TASK DETAILS »
Answer these questions from the text on Wigan's coats of arms:
(a) What do black lozenges symbolize in British civic heraldry?
(b) What is the local name for the mountain ash?
(c) In what year was Wigan County Borough granted arms?

EXCERPTED PASSAGE »
'''

The coat of arms of Wigan Metropolitan Borough Council was granted by the College of Arms in 1974.

==Arms of Wigan Metropolitan Borough Council==

The field of the arms consists of alternating gold and black lozenges or diamond shapes. Black lozenges are extensively used in British civic heraldry to symbolise coal mining, while each gold lozenge bears a red rose of Lancaster to represent the union of several Lancashire communities in the metropolitan borough. The chief or top section of the shield displays a couchant lion from the crest of the county borough.

On top of the helm is the crest which consists of a crowned castle and mountain ash tree. The castle and crown were in the county borough arms. The tree is included as a reference to the borough's name: the local name for the mountain ash being "Wiggin Tree".

The supporters are a gold crowned lion from the county borough arms, and a sparrowhawk from the arms of the Atherton family, and found in the devices of Atherton Urban District council and the Borough of Leigh.

The motto is Progress With Unity.

===Blazon===
The blazon, or technical description of the arms is:

Lozengy Or and Sable each Lozenge Or charged with a Rose Gules barbed and seeded proper on a Chief Sable a Lion couchant guardant Or; and for the Crest: On a Wreath of the Colours in front of a Mountain Ash (Wiggin Tree) fructed proper a Castle triple towered Argent the centre tower ensigned by an Ancient Crown Or; and for the Supporters: On the dexter side a Lion crowned with an Ancient Crown Or and on the sinister side a Sparrowhawk close proper belled Or; the whole upon a Compartment representing a Grassy Mount proper.

==Arms of the County Borough of Wigan==
The authority of Wigan County Borough was granted arms in 1922. The design incorporated several elements from a number of ancient seals.

The arms consisted of a red shield bearing a silver triple-towered castle with a gold ancient crown over the central tower. The design was taken from the earliest surviving seal of the borough dating from the twelfth century, which showed a castellated gateway over which appeared a crowned head, believed to be that of Henry I.

'''

RECORD SET »
'''

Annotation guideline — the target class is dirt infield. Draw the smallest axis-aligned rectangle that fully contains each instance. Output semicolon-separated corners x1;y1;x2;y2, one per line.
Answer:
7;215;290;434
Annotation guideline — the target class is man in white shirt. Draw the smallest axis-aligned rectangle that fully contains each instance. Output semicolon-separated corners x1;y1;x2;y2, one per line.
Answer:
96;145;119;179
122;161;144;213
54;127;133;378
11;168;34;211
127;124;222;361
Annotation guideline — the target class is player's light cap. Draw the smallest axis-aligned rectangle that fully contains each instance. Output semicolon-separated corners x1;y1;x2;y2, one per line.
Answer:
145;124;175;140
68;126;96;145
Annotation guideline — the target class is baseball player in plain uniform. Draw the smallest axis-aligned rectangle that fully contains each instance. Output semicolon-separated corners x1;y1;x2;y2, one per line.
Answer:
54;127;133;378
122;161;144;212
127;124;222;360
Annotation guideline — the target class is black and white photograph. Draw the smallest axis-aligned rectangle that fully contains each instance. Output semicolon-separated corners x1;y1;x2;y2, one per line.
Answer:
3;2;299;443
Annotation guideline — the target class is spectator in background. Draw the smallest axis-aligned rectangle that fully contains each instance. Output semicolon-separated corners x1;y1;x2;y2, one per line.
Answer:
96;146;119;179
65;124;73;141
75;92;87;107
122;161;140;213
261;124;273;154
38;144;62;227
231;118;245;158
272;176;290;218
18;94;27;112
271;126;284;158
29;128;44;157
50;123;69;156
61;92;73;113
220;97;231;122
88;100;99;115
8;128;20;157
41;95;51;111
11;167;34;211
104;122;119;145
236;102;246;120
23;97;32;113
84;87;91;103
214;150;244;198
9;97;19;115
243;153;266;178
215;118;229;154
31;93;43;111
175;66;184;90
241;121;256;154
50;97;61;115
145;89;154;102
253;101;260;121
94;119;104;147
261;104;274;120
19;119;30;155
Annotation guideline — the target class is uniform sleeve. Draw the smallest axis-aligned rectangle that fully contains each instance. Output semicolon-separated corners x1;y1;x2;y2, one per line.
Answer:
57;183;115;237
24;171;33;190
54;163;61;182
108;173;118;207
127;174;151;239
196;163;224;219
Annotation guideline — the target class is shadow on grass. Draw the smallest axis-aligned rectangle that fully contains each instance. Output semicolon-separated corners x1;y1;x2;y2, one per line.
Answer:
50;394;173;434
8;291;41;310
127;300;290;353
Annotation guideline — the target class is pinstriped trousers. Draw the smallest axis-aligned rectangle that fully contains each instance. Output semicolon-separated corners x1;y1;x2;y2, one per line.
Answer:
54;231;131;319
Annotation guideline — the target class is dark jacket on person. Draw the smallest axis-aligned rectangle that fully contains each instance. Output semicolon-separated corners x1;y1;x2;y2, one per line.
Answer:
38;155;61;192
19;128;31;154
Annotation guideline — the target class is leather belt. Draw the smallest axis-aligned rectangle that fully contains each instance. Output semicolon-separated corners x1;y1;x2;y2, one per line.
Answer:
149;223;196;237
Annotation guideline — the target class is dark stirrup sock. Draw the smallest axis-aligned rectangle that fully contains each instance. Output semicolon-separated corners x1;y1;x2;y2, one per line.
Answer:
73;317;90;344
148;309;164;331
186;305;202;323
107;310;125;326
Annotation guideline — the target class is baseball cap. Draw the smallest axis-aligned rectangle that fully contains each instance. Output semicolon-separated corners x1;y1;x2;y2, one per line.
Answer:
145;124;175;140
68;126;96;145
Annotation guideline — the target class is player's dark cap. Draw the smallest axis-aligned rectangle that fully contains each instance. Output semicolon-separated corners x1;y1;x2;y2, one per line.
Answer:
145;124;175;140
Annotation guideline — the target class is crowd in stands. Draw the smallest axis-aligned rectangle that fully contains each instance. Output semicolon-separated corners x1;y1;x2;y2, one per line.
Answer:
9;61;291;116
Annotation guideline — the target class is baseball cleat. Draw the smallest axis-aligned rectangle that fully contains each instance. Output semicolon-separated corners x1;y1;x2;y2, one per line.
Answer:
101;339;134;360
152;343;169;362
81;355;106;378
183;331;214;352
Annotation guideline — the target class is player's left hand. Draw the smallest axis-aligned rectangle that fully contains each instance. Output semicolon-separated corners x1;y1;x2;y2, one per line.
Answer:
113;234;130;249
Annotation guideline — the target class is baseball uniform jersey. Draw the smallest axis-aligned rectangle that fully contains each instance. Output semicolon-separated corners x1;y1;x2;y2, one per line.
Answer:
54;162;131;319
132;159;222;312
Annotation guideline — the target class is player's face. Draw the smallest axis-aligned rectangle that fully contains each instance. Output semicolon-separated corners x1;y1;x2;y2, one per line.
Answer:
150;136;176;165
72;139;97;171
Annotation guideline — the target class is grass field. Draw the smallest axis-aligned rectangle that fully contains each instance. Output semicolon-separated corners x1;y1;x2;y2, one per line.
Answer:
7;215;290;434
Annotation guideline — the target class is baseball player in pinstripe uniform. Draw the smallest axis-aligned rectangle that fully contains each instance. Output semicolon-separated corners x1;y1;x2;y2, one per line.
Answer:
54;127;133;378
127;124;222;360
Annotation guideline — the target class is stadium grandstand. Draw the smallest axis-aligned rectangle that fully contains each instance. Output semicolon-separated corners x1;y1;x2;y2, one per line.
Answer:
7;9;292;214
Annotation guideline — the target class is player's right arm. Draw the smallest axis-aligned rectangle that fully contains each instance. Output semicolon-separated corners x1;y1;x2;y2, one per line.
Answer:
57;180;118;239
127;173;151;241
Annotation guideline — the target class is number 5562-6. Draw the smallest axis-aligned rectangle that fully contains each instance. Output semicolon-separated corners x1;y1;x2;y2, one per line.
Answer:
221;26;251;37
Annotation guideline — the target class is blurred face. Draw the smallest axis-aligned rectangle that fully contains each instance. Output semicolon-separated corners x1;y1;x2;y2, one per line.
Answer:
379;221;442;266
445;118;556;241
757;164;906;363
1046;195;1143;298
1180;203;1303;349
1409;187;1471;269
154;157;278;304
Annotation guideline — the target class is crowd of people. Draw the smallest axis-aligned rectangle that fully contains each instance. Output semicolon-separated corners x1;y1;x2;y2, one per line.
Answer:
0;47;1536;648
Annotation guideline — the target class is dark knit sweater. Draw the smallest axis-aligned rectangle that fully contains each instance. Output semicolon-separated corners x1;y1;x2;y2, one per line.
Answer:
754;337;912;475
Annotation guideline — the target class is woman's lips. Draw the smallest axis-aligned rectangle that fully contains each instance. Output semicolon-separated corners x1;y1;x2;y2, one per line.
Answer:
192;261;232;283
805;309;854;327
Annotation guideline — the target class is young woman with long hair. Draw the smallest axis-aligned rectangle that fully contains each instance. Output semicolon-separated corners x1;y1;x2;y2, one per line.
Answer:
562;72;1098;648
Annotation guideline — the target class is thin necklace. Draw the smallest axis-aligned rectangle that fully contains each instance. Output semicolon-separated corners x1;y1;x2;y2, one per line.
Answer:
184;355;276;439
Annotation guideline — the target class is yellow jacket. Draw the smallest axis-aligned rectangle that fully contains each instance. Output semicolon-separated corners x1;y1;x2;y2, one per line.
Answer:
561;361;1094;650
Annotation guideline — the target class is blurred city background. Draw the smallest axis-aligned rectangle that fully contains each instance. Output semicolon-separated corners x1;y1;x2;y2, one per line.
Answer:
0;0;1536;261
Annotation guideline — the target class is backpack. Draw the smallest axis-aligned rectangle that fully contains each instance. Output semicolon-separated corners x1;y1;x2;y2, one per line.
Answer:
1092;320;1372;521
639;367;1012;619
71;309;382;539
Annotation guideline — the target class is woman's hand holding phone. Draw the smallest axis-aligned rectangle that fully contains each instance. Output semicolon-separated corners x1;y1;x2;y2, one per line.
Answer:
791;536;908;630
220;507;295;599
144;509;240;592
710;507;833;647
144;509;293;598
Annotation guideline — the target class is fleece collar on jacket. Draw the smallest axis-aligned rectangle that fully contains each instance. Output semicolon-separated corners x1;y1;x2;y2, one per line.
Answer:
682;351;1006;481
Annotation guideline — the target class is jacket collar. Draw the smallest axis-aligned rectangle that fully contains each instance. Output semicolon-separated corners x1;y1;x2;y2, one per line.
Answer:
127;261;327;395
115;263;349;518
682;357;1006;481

'''

ANSWER SECTION »
(a) Coal mining.
(b) "Wiggin Tree."
(c) 1922.